== DATASET EXTRACT

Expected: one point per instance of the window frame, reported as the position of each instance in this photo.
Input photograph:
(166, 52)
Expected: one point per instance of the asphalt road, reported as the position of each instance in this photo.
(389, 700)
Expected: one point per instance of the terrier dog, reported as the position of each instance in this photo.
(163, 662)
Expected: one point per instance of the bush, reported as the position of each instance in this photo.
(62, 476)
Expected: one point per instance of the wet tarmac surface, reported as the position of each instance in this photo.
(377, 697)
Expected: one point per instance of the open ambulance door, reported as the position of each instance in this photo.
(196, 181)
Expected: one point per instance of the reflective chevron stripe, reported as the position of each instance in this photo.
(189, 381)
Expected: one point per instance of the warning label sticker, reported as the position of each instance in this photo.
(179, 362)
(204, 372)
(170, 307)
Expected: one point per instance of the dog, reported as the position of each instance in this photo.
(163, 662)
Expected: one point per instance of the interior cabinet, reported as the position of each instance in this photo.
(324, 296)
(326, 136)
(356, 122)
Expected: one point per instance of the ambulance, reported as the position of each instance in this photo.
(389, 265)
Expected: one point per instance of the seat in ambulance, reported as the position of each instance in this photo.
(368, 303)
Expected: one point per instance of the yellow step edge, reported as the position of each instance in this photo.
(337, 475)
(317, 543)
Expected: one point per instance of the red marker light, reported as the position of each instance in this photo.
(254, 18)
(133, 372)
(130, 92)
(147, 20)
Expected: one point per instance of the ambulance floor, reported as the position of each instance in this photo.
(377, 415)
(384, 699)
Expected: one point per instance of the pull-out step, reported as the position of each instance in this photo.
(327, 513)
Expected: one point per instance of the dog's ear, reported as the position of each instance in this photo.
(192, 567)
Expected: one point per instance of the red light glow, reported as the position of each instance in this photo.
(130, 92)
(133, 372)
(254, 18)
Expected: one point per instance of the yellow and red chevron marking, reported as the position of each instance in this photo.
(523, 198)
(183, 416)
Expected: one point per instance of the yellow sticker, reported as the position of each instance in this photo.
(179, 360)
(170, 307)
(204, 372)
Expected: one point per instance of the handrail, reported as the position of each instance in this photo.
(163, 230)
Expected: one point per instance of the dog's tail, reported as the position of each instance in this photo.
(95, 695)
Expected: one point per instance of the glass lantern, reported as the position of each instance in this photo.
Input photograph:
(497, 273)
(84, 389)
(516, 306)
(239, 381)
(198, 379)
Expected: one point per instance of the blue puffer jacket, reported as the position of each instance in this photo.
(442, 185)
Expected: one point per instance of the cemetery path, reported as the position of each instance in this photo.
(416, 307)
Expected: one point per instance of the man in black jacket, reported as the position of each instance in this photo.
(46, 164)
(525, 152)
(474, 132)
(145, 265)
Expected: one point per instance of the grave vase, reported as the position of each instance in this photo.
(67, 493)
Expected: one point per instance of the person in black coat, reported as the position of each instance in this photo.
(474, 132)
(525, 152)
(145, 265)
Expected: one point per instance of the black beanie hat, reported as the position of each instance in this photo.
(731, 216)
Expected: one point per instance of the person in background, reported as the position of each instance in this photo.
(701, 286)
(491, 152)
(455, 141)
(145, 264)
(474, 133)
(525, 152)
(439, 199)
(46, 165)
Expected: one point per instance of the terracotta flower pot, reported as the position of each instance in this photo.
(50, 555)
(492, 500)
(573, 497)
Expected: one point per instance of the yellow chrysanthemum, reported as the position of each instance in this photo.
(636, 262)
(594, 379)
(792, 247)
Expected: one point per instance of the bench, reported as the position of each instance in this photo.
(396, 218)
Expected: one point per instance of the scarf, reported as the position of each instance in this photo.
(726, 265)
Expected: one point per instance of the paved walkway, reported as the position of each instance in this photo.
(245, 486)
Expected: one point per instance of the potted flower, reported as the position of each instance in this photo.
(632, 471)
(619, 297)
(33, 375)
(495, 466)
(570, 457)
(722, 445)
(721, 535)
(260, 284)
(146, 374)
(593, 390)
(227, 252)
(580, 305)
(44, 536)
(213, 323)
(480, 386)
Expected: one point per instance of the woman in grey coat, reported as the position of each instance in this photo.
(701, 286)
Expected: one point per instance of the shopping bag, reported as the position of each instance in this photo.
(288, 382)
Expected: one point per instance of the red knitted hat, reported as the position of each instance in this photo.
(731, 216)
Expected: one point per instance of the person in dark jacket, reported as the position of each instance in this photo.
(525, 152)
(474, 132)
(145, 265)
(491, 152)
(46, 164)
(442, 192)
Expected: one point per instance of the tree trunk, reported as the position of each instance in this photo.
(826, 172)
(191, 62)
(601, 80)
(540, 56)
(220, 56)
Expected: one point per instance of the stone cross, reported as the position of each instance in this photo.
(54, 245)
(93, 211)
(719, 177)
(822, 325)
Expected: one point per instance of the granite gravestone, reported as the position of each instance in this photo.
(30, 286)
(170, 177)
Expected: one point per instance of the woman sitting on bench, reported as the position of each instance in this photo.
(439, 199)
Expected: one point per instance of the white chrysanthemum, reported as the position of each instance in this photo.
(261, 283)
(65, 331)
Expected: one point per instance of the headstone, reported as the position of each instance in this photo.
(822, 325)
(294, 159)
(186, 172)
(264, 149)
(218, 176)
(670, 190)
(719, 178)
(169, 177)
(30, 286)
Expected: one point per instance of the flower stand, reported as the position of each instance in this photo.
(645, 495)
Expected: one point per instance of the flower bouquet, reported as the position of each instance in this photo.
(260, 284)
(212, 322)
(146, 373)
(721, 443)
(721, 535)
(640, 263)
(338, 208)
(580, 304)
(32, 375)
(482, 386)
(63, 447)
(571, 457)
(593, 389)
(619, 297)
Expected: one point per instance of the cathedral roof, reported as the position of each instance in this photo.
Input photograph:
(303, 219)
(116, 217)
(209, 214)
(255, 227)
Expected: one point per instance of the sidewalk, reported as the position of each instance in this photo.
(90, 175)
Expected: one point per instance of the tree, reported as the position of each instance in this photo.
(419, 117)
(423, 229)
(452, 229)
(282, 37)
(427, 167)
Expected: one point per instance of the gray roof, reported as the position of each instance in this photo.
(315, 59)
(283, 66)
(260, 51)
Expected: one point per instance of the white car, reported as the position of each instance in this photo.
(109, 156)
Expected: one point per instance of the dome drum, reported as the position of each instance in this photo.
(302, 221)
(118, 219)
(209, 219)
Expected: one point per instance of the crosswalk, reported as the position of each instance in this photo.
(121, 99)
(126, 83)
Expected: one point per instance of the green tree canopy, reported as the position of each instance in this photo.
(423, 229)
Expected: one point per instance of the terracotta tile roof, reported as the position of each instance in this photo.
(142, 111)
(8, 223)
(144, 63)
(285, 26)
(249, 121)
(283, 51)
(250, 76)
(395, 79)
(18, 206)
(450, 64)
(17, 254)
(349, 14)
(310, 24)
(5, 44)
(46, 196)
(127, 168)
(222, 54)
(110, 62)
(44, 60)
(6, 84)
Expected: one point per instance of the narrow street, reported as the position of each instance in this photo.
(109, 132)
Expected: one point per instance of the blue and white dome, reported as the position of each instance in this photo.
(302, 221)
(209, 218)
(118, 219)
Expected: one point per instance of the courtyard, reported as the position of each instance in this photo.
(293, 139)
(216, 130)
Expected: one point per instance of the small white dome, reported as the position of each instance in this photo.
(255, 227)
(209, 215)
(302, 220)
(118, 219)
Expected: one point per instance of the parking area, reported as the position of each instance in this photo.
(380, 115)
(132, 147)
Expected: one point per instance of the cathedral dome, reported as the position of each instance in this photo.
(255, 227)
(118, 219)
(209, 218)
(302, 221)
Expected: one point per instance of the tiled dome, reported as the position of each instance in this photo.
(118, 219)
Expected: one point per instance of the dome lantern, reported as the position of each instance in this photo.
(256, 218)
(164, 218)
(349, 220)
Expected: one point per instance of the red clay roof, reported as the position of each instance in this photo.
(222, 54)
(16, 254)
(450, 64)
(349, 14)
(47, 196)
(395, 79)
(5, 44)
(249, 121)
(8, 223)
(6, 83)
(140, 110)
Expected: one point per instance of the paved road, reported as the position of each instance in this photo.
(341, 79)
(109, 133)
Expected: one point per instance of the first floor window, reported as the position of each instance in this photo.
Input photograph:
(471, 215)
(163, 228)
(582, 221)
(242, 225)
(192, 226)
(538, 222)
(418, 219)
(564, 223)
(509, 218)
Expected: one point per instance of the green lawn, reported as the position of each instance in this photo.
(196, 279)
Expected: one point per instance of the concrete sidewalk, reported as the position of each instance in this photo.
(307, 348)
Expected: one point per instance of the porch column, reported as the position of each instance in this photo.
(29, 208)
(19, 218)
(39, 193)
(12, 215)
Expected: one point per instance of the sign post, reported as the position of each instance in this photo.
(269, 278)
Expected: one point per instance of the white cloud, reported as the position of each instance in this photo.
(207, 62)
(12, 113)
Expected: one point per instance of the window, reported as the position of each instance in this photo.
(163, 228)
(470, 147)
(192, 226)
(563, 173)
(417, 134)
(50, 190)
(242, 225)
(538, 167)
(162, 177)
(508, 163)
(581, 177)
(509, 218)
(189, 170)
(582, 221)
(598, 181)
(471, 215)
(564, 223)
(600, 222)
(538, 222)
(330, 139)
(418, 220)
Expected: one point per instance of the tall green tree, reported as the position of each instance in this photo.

====

## INSTRUCTION
Could you rewrite the material from the line that has "Expected: one point per instance of the dome lantern, reported" through the end, changing "position" to "location" and leaving everything else as it is?

## THE RESULT
Expected: one point per instance of the dome lantern, reported as the location of each instance in this photo.
(256, 218)
(164, 218)
(349, 220)
Expected: one point per instance of the red clay roof, reported as the location of each instance in this photo.
(222, 54)
(16, 254)
(450, 64)
(349, 14)
(47, 196)
(395, 79)
(5, 44)
(249, 121)
(8, 223)
(6, 83)
(140, 110)
Expected: one point per instance of the paved road, reported as the location of each instance in this photo.
(341, 79)
(109, 133)
Expected: one point per instance of the first floor window, reported as the location of each instance in this photo.
Input photograph:
(471, 215)
(163, 228)
(582, 221)
(242, 225)
(192, 226)
(538, 222)
(418, 219)
(564, 223)
(509, 218)
Expected: one point per instance of the green lawn, reported as the location of each instance in this photo.
(196, 279)
Expected: one point per instance of the concrete sidewalk, reported as the location of each instance in this photo.
(307, 348)
Expected: one point per instance of the porch column, reported as the location of each instance in this photo.
(29, 208)
(19, 218)
(39, 193)
(12, 215)
Expected: one point per instance of the sign post, reported as the location of each instance in this photo.
(269, 278)
Expected: one point per instance of the white cloud, reported as the location of each instance in this photo.
(207, 62)
(12, 113)
Expected: one point per instance of the window, reported as the location of each instance in this photo.
(163, 228)
(470, 147)
(192, 226)
(563, 173)
(417, 134)
(50, 190)
(242, 225)
(538, 167)
(162, 177)
(508, 163)
(581, 177)
(509, 218)
(189, 170)
(582, 221)
(598, 181)
(471, 215)
(564, 223)
(600, 222)
(538, 222)
(330, 139)
(418, 220)
Expected: one point per instance of the tall green tree, reported as the location of each instance in this photo.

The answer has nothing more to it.